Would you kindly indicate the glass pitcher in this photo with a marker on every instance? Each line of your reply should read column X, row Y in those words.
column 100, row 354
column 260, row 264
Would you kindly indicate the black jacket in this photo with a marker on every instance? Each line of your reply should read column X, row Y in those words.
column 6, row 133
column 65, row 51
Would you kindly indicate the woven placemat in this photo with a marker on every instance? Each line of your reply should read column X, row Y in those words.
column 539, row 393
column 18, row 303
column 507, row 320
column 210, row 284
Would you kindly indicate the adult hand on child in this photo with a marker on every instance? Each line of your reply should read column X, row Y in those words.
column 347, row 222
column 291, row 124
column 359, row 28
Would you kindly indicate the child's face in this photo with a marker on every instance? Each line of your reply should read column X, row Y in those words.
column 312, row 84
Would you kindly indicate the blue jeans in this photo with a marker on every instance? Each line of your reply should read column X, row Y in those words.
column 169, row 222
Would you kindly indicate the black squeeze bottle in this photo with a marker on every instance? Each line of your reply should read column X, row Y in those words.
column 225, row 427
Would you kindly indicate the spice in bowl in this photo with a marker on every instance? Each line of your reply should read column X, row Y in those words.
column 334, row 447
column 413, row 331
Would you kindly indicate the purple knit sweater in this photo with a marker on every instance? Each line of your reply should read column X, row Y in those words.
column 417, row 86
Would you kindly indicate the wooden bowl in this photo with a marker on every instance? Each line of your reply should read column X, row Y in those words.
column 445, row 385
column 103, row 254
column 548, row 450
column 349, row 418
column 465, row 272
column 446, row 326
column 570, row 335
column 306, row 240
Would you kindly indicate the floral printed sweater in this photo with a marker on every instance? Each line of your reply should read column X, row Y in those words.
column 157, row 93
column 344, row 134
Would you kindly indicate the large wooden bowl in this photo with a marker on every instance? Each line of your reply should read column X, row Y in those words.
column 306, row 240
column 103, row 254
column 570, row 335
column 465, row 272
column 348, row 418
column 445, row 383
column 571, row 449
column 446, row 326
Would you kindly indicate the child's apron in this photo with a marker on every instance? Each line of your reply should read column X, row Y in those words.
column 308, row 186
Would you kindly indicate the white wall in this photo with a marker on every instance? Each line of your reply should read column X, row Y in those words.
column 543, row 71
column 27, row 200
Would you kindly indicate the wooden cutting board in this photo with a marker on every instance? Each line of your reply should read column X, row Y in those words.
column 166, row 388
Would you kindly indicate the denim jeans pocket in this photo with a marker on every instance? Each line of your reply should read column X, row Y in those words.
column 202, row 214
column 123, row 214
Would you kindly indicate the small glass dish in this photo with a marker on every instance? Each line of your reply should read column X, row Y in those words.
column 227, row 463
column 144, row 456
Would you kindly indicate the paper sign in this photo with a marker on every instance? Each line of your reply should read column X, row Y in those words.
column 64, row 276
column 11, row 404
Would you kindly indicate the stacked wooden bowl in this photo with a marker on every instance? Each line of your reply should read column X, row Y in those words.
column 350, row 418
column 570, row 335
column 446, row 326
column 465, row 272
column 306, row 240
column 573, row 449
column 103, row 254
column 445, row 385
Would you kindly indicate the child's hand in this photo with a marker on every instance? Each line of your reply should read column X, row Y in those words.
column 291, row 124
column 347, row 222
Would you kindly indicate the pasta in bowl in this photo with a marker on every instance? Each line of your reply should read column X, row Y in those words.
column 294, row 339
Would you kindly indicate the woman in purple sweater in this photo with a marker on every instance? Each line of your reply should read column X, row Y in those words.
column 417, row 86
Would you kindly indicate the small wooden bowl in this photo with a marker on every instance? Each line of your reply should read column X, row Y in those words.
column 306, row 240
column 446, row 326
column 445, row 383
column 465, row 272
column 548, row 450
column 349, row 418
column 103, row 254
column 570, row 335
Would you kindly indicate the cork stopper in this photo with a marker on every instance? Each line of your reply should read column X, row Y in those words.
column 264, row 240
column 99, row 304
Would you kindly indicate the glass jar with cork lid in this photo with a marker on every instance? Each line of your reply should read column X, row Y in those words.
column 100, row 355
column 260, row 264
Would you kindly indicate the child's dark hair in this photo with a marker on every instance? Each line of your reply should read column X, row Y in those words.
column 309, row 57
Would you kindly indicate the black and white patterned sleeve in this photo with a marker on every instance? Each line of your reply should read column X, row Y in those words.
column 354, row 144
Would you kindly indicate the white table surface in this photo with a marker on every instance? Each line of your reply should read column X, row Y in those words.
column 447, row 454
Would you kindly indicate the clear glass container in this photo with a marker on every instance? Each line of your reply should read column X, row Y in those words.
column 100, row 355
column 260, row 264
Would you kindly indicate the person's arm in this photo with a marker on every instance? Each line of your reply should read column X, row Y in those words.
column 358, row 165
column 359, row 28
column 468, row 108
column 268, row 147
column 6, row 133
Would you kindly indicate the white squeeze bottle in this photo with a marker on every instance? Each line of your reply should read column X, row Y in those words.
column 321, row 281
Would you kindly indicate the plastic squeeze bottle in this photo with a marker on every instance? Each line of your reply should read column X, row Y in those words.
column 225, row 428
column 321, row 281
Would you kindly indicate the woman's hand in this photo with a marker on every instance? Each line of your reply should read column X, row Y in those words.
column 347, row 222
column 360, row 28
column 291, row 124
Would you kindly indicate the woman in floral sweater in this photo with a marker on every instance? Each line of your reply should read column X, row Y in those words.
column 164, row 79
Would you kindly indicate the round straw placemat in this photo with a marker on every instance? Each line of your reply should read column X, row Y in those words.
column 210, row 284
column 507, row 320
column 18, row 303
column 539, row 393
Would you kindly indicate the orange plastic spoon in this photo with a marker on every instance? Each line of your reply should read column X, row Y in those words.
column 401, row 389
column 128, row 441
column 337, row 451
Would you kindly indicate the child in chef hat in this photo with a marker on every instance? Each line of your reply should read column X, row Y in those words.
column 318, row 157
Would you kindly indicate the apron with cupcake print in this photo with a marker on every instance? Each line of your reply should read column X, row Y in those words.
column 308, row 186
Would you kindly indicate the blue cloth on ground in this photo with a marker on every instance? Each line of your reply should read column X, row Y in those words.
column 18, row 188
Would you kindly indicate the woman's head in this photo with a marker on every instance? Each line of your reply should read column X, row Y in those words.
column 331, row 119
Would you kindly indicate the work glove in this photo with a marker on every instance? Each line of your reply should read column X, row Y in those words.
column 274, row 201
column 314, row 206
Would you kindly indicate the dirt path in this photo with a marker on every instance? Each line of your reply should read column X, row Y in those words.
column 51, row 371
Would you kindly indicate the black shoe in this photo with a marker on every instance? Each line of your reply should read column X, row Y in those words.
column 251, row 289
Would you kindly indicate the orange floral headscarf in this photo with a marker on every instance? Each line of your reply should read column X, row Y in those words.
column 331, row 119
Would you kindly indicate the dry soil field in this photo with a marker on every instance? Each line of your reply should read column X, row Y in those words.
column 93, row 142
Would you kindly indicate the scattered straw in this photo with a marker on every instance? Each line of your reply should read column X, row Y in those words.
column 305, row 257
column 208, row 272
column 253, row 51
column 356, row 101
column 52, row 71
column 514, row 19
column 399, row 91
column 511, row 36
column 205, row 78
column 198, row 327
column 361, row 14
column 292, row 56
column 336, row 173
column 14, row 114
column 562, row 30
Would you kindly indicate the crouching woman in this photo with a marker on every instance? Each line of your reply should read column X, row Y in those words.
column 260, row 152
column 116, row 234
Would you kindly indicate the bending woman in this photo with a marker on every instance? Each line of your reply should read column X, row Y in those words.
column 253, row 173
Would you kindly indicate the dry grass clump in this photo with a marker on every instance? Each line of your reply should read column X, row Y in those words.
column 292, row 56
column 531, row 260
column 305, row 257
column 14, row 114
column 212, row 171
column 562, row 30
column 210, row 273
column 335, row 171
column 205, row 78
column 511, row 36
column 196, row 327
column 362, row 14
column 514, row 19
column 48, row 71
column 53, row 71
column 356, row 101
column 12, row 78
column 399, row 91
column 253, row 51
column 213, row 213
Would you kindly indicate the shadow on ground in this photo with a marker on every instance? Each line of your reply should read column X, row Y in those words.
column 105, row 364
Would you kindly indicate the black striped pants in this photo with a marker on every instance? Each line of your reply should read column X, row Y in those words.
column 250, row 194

··········

*TASK REQUIREMENTS:* Please rewrite the items in the part that opens with the line containing "Would you kindly indicate the blue cloth" and closes with the line containing "column 51, row 371", changing "work glove" to "gardening glove" and leaving everything else unchanged.

*TASK ANSWER:*
Would you kindly indicate the blue cloth on ground in this photo with a marker on every instance? Each line of your reply should read column X, row Y in those words.
column 18, row 188
Would you kindly indicate the woman's head in this photo with a marker on every instance? Each line of your reply should read column X, row Y in those words.
column 331, row 119
Would you kindly indicate the gardening glove in this photo with a marker on every instance? Each line of your reply should read column X, row Y in those words.
column 274, row 201
column 314, row 206
Would you kindly indicate the dirt path in this photo with a marker on every instance? Each line of your reply should read column X, row Y in those words.
column 51, row 371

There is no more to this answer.